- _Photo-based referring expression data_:

—————

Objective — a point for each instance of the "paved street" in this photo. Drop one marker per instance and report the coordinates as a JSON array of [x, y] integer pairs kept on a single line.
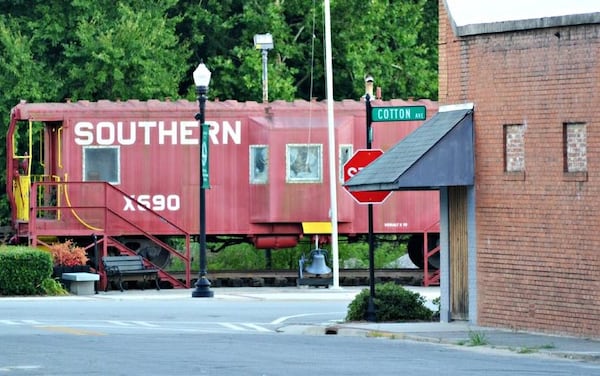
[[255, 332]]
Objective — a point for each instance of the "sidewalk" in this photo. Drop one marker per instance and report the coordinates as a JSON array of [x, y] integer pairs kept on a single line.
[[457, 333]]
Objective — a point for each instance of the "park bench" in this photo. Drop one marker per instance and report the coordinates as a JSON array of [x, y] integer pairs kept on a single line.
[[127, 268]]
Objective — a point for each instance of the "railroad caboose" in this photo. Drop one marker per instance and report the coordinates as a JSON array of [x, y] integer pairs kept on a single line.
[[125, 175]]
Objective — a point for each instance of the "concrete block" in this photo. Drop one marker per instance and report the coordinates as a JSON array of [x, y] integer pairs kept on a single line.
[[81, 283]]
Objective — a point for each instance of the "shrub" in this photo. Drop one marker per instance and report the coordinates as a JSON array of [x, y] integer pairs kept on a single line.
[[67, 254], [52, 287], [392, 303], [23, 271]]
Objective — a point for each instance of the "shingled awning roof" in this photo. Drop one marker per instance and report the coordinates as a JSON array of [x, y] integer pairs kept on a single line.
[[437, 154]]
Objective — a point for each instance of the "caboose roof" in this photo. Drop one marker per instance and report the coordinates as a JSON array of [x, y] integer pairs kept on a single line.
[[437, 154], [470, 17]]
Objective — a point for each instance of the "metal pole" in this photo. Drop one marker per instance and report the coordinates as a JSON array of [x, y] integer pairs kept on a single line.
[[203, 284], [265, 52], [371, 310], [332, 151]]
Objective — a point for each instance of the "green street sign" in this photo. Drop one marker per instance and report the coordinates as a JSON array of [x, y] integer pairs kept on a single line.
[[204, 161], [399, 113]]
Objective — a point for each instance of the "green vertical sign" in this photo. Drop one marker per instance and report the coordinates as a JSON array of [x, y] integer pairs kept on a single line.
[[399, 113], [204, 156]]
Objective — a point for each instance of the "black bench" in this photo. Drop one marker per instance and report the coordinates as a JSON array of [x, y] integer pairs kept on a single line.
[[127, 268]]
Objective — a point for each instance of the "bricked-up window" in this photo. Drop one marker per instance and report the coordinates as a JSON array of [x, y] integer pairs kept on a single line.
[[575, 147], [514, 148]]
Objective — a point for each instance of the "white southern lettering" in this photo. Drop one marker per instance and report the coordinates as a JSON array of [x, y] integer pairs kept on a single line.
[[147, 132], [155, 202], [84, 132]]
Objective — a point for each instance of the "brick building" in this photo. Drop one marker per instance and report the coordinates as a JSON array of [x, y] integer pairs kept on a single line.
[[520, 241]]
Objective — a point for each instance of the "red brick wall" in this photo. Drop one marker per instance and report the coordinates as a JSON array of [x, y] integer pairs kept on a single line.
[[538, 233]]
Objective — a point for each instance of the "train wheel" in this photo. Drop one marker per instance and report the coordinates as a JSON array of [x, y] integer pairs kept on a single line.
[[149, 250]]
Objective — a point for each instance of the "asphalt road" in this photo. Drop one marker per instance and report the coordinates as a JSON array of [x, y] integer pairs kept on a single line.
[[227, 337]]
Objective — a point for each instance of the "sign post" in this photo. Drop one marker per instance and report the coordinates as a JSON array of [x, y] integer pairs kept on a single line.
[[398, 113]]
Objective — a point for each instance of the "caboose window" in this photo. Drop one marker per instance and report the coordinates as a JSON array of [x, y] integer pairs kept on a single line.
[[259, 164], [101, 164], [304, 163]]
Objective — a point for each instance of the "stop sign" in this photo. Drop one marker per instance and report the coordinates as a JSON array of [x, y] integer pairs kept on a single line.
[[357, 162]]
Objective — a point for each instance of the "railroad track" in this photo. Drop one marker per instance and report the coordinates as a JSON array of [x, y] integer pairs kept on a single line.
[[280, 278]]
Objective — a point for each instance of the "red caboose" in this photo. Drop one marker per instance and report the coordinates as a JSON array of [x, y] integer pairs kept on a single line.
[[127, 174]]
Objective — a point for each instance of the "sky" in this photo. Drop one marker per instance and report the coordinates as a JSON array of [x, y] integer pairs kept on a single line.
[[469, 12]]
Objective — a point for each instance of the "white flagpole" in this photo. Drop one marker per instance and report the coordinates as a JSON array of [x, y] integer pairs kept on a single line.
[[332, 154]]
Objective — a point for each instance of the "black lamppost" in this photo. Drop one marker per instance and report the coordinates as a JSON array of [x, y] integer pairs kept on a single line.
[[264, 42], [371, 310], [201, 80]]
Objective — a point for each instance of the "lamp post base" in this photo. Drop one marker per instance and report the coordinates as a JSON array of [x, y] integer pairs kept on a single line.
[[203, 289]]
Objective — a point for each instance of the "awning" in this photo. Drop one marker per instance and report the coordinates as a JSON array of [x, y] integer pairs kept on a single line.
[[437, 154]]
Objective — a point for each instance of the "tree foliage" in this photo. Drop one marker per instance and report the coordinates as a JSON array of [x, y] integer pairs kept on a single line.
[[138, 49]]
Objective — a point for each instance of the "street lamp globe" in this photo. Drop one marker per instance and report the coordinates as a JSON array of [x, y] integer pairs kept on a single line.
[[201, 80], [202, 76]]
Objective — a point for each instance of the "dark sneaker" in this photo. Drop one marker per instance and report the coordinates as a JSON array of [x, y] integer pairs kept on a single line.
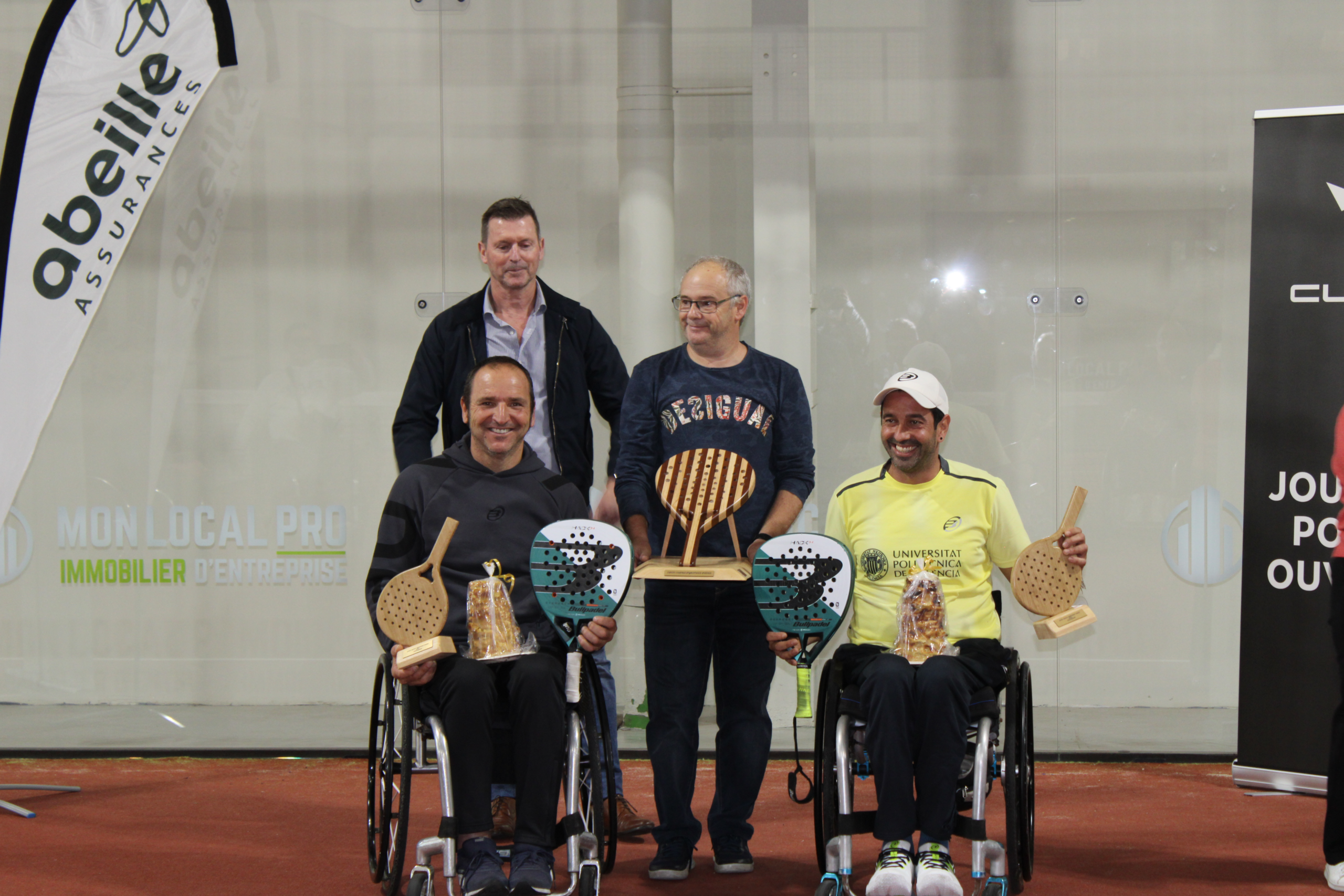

—————

- _Activity_:
The records above should be output exactly, but without any of their pictures.

- _Answer_:
Objective — a point for each instance of the "paved street" in this photo. Drop one marker per instance and report the coordinates as a JSON array of [x, y] integer pairs kept on a single line.
[[255, 332]]
Objective — a point for each instance of the "sidewalk" in this photo. Drop one marker per instance and report the coordinates as a JSON array of [x, y] integer pairs kept on a single line.
[[457, 333]]
Objective — a point for each instance of the "park bench" in this photo. Drop one marker per instance and report the coordinates as a JSON array of [x, y] integer pairs kept on a single line.
[[127, 268]]
Objective — a point for each instance of the "railroad caboose" in this photo. Drop one marker per instance and report the coordinates as a JSON array of [x, y] integer pairs kept on a single line.
[[125, 175]]
Objective — a point for each instance of the "concrete block" in this photo. Drop one marker per instance and report the coordinates as a JSON array of [x, y] integer pairs kept on a single line.
[[81, 283]]
Objective — a point for each instance of the "shrub" in this photo. Drop one marker per instance and report the coordinates as a JSON array of [x, y] integer pairs kept on a single line.
[[67, 254], [52, 287], [392, 303], [23, 271]]
Objective — a point for each instance of the "shingled awning roof" in this photo. Drop one marker per instance and report the coordinates as a JSON array of [x, y] integer pairs kept on a single line.
[[437, 154]]
Objective — a point for each instance of the "caboose roof" in this photo. Drop one marker per instance and report the coordinates as a JSON array of [x, y] integer pairs kept on a single line.
[[437, 154], [470, 17]]
Objective — a point for each instance of the "metal pole" in this photo. Drop one marker per instance and report the coordinates as a JSON array of [x, y] integer pairs kept on a single line.
[[203, 284], [265, 52], [371, 310], [332, 151]]
Objective — a point for each instance of the "green street sign" in this photo. Drop one marker per instance and report the coordinates as a JSON array of [x, y] integer pairs kept on a single line.
[[204, 161], [399, 113]]
Objective — a point for each instance of the "green vertical sign" in this photo. Drop one marker per instance and report the coordinates as a JSON array of [x, y] integer pairs kept on a single line.
[[399, 113], [204, 156]]
Objective — a point for each instance of the "black bench" in this photo. Drop one marker per instance and report the coordinates as a JSON array of [x, y] integer pairs kept on a single line.
[[127, 268]]
Objective — a point for each instance of the "bricked-up window" in this photo. Drop one marker per instance and report the coordinates as a JSON array of [x, y] integer pairs kept on a single line.
[[575, 147], [514, 148]]
Objective — a point for each instance of the "white southern lettering" in this photo. Drop one marker per instance and report the coordinates as a JSON array of [x, y] integer pairs kept on a single line.
[[147, 132], [155, 202], [84, 132]]
Objective — a point for each instance of the "brick building" in this photo. Drop one marker per instance and report the coordinates as a JSON array of [x, y] integer pairs kept on a single line.
[[520, 241]]
Objective — a point for each instance of the "red brick wall" in this photo. Drop one marker per instance and report the coordinates as a JSON array of [x, y] integer pairs kept on a single line.
[[538, 233]]
Objective — a point for each instance of the "train wheel" in this photo. Drop one marker per instance and report the coordinates as a JSON array of [x, y] integer pairs kept on a single line.
[[149, 250]]
Objective — a point for each instance of the "asphalt road" in this photo. Drop one marker per instance and report the coordinates as a JSON array of [x, y] integer pairs kept on a single line.
[[227, 337]]
Objective — a point for each instance of the "sign post" in this photo. Drop one marker per instance and report the coordinates as a JSON array of [x, y] integer pairs kept on a single line.
[[398, 113]]
Objective — a point for each instance of the "caboose window" in this photo. Drop one marker per instance and report the coordinates as a JSON array of [x, y] integer pairs kept on a single line.
[[259, 164], [101, 164], [304, 163]]
Objective — a point for each instance of the "stop sign" in this photo. Drop one marker per instance and report the coordinates as a JSON array of [x, y] integer pairs kept on a single line.
[[357, 162]]
Objective — a point for each instance of the "railroad track" in this photo. Drop one marker per instance and report the coordinates as a JSON array of [x, y] integer pairs kept on a single line.
[[280, 278]]
Objective — a point for each instance of the "red caboose" in this photo. Drop one marker per instance and report the coordinates as a JSON array of [x, y] integer pairs kept on a single line.
[[127, 174]]
Objective — a point for each instance of the "sky" in this photo. Drop one marker per instance and report the coordinates as a JSON array of [x, y] integer pairs kept on a single line.
[[469, 12]]
Objective — a point for each instance of the "white flagpole" in this photo. Drop one marker per instance and report the coordinates as a JSON array of [x, y] integer pairs kept on a single line.
[[332, 154]]
Objective — a point for each instance of the "black lamppost" in this photo. Drop one marker per instance and report the coordinates as a JSON array of [x, y] integer pairs kept on a single line.
[[264, 42], [371, 310], [201, 80]]
Objective — a point for each instance of the "lamp post base" in this photo. Drop one marker per instance and report the coordinates as a JSON array of [x, y] integer pairs kept on a single line.
[[203, 289]]
Objective — a point for each instance of the "awning" in this photo. Drop one marker per instance and report the coordinates as a JSON array of [x, y] integer pairs kept on a single line.
[[437, 154]]
Objective — a point for each instance of the "tree foliage" in this photo. Drop one marker per instance and report the coordinates as a JSON array of [x, y] integer pairs kept on a single line.
[[138, 49]]
Objective — a point for each instance of the "street lamp globe" in this photo. Drop one marker per instance and report the coordinates as a JSON array of [x, y] integer pairs kept on a single line.
[[201, 80], [202, 76]]
Objective — a point for each instance of the "dark sneaker" in this photo. Drop one marker per instance and report the coordinates as a JSON array of [x, y] integer pairs kept on a single line.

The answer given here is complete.